On the other hand, the US Energy Information Agency’s (EIA) estimate is similar. It forecasts that oil markets will tighten in 2025, pushing Brent to $75/b — but rising supply could send it to $68/b by 2026.

In an about-turn, there has been a moment of truth from the IEA on oil industry investments: “invest, invest, invest. We are advocating that investments need to be made and need to be made without delay”.

IEA’s executive director Fatih Birol admits oil and gas investments remain critical, saying $360 bln a year is needed to sustain output. This contradicts the agency’s past calls for no new projects post-2021. Critics call the IEA’s forecasts “dangerously wrong”.

This is supported by the fact that the world oil market is undersupplied. Inventories reportedly declined by 1 mln bpd in January and February this year.

In a reset back to oil and gas, BP announced that it plans to spend $10 bln a year on producing more oil and gas, will slash spending on renewable energy, and sell $20 bln of assets.

BP’s CEO Murray Auchincloss predicts ‘tremendous’ demand for oil and gas beyond 2050. He aims to more than double BP’s market value to $200 bln.

As regards new developments, Iraq and BP agreed to develop four Kirkuk fields, planning to raise total capacity to at least 450,000 bpd in 2-3 years.

Chevron announced that it will lay off 15-20% of its global workforce and reorganise its business structure.

Growing natgas demand on the horizon

Shell forecasts that global LNG demand will rise to between 630 mln and 718 mln metric tons by 2040, up from 407 mln metric tons in 2024, driven by Asia.

Asian economic growth is expected to drive a 60% rise in LNG demand to 2040.

US LNG could propel natural gas to become commodity king.

While global commodity prices are cooling from a period of heightened volatility, McKinsey sees the value of natural gas/LNG trades as growing, setting up a new energy market dynamic in the coming decade.

Natural gas will be the second fastest growing energy source globally by 2040, after renewables, driven by Asia mostly because of demand in non-power sectors.

Eni has restarted drilling operations at the Zohr gasfield offshore Egypt to restore dwindling production.

Chevron issued a revised proposal for the next phase of the Leviathan gas project offshore Israel to raise capacity to approximately 23 bcm annually.

BP has secured a stake in a frontier licence offshore Israel. It will work with operator Socar and Israeli NewMed Energy following the award of 6 offshore blocks in Zone I, bordering Cyprus and Lebanon EEZs.

__GIVEN TASK 1__:
Reproduce, word for word, the stretch of the entries below from the line containing "identify each rocky" through the final line of the entries.

__SOURCE RECORDS__:

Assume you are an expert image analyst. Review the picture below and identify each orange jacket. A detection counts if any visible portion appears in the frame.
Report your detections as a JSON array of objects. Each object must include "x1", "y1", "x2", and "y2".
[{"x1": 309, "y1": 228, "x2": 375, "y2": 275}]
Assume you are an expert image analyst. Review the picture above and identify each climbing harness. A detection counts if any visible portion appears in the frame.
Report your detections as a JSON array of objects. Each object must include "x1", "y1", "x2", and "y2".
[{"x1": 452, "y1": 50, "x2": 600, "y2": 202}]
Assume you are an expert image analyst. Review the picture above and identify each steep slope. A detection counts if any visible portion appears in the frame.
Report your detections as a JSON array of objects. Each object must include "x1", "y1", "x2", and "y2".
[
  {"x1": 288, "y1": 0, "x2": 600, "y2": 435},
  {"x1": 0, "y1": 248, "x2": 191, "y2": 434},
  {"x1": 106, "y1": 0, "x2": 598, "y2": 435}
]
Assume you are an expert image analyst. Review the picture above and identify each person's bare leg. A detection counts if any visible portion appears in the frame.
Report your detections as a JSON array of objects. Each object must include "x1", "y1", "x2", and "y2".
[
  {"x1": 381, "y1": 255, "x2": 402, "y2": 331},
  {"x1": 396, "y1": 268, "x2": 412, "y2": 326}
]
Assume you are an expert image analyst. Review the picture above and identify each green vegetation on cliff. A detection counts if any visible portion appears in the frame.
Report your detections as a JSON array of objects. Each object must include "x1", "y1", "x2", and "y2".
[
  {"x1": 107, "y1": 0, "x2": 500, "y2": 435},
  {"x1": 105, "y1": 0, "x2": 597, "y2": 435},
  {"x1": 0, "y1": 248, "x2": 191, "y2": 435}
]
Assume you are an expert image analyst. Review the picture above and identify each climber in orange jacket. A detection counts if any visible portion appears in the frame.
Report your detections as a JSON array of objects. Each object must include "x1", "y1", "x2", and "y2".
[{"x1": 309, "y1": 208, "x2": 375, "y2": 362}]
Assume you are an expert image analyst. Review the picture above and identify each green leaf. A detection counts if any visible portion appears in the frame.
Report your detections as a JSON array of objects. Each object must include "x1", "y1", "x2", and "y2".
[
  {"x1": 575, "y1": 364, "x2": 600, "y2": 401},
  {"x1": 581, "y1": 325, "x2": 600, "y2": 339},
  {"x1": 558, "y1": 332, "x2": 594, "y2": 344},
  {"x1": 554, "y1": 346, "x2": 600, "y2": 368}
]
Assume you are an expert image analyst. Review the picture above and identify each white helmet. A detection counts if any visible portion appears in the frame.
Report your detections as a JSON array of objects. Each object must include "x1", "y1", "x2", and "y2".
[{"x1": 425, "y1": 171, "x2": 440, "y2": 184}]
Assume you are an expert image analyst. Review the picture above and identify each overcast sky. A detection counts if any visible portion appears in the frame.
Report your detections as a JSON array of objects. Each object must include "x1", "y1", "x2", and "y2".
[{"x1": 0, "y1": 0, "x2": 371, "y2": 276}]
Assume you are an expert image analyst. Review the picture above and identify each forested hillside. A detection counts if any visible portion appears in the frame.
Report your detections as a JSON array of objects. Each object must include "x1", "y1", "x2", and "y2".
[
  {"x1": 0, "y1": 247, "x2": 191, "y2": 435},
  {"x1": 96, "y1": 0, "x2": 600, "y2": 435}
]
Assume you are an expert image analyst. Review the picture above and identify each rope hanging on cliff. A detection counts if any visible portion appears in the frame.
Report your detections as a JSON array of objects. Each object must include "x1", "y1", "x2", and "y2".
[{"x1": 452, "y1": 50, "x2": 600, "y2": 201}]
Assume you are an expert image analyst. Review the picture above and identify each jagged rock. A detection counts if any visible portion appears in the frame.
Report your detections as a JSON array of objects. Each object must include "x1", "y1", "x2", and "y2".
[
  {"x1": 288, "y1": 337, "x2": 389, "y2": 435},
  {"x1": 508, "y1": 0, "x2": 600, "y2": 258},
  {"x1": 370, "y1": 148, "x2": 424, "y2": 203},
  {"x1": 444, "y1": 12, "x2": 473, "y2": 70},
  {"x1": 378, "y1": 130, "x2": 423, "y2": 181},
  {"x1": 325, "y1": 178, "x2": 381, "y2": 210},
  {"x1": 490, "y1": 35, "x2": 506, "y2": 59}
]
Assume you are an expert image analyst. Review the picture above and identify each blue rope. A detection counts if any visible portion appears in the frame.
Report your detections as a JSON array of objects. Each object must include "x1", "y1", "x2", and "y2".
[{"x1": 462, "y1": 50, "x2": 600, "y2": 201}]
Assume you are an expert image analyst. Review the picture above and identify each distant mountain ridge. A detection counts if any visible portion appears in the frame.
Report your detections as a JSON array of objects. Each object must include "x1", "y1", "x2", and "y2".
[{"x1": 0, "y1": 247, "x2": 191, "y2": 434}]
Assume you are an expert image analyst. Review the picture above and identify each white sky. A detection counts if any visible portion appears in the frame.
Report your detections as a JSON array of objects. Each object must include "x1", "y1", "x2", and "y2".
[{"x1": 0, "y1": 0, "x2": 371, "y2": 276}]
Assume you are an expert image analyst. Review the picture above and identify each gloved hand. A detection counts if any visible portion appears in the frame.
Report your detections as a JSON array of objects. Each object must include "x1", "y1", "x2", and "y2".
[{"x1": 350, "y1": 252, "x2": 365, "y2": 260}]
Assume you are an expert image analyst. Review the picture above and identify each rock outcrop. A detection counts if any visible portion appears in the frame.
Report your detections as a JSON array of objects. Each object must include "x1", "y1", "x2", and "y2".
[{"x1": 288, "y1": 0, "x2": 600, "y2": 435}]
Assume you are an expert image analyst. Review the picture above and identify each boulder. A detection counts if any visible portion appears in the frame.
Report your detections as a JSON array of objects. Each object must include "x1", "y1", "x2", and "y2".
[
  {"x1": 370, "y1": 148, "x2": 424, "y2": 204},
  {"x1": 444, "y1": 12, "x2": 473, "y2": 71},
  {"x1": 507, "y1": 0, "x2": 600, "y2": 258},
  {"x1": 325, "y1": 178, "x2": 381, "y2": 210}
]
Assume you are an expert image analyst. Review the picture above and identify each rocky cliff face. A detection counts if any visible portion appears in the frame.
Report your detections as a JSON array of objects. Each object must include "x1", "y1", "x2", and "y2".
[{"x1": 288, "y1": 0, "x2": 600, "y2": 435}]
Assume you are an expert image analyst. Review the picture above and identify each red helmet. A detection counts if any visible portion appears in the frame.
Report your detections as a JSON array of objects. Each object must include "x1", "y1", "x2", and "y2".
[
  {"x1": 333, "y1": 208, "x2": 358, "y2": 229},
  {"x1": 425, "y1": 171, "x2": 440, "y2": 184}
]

__GIVEN TASK 2__:
Pick up the text on oil and natural gas market developments from the point where it stops, and continue it.

__WRITTEN RESPONSE 1__:
Assume you are an expert image analyst. Review the picture above and identify each rocky cliff face. A detection counts if any visible portion appears in the frame.
Report your detections as a JSON array of objects. Each object must include "x1", "y1", "x2", and "y2".
[{"x1": 288, "y1": 0, "x2": 600, "y2": 435}]
Assume you are an expert image analyst. Review the picture above and identify each red helmet. A detection counts if any visible portion appears in the frame.
Report your detections as a JSON array of objects. Each object must include "x1", "y1", "x2", and "y2".
[
  {"x1": 333, "y1": 208, "x2": 358, "y2": 229},
  {"x1": 425, "y1": 171, "x2": 440, "y2": 184}
]

__WRITTEN RESPONSE 2__:
Qatar is planning to increase its LNG exports by approximately 106 mln tonnes, accounting for 27% of the world LNG supply by 2050.

GECF has published its annual ‘Global Gas Outlook to 2050’. It projects global primary energy demand to increase by 18% and global gas demand by 32% by 2050.

Europe wants Russian gas

While the Ukraine war is reaching an endgame, some in Germany, especially industries in the east of the country are planning for the time when Russian gas returns to Europe.

A Putin ally is pushing a deal to restart Nord Stream 2 with the backing of US investors. Hungary, Greece, Austria and Slovakia could be the most likely buyers.

The US takeover of the Nord Stream pipeline would restore Russian gas exports to Europe and ease sanctions as part of a grand Trump bargain.

But the German economy ministry said it is not certified and not legally approved. Gas from Nord Stream 2 never flowed to Germany, and to do so in its undamaged string would need Germany to allow it.

Even if Germany goes back to taking Russian gas, it will not be at the same levels as before and it will make sure it has some backup.

JP Morgan is already incorporating a Russian gas increase into the 2026 European gas balance.

The nasty consequences of natural gas price volatility include European wholesale prices doubling in the past year, even after the recent drop, complicating the inflation outlook. There is no doubt that gas matters.

The EU’s new ‘Green Industrial Deal’ aims to accelerate decarbonisation, while securing the future of manufacturing in Europe, but struggles to balance its green and growth goals.

It is a mixed bag of some promising measures as well as some clear compromises on sustainability in the pursuit of growth.

Demand for flexible gas supply in Europe’s power markets is set to increase, with gas remaining essential for peak demand flexibility.

According to Bruegel, European natural gas demand picked up toward the end of 2024, driven by household and power sector demand in response to the cold weather. It halved the drop from 2019 levels to just 10%.

The EU is walking back significant chunks of planned ESG regulations, amid a barrage of complaints that such rules are hampering EU efforts to compete with the US and Asia.

Following the lead of US banks, several European banks, led by HSBC, Standard Chartered and Barclays have been pruning or restructuring their sustainability teams.

Iberdrola’s and EDP’s CEOs warned that Europe must cut taxes on electricity if it wants to help struggling industries become more competitive and ease the pain on consumers.

The EC has put forward a plan to cut electricity costs by reducing taxes and levies on electricity and eliminating charges that are not energy-related.

US coal, natgas, oil

The global trade war is beginning as the US tariffs on Canada, Mexico and China come into effect. Is Europe next?

US shale grew at its slowest pace in 2024 since its inception. There is a view that the possibility that the twilight of shale is here, is widely underappreciated, and has massive implications.

In the meanwhile, US natgas futures jumped as LNG exports hit record 15.6 bln cf/d in February, propelled by Venture Global’s Plaquemines LNG plant that reached first production in just 30 months.

S&P Global’s Dan Yergin said coal, natural gas and oil will all continue to see growth in demand “well into the 2040s”. “It’s just a reality”.

Yergin said the energy transition is proving to be more difficult, costly and complicated than expected. It is time to rethink priorities, polices and investments in light of the complicated realitie.

US LNG exporters are seeking to renegotiate deals to cover rising costs. But such higher prices would make US LNG even more expensive and eat into its competitive advantage on the global market.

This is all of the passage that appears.